-- TASK DETAILS --
Pull out every line of the records below that contains the string "window", and copy each such line in full. Treat uppercase and lowercase letters as different.

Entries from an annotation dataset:
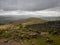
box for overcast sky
[0,0,60,16]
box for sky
[0,0,60,17]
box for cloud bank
[0,0,60,11]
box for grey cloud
[0,0,60,11]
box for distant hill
[0,16,46,24]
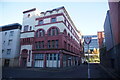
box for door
[35,60,44,67]
[4,59,10,67]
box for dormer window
[39,20,43,24]
[51,18,56,22]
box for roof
[0,23,22,31]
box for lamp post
[84,37,91,78]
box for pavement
[2,64,116,79]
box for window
[48,40,50,48]
[3,41,5,45]
[34,54,44,60]
[8,40,12,45]
[36,30,45,37]
[28,14,30,18]
[64,41,67,49]
[53,54,56,60]
[35,42,39,49]
[2,50,4,54]
[30,26,32,31]
[51,18,56,22]
[50,54,52,60]
[10,31,14,36]
[24,25,29,31]
[39,30,45,36]
[36,31,39,37]
[56,40,58,48]
[7,49,11,54]
[52,40,55,48]
[41,41,44,48]
[48,28,58,36]
[39,20,43,24]
[28,51,31,62]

-- RESULT OF THE EXERCISE --
box for dormer window
box for window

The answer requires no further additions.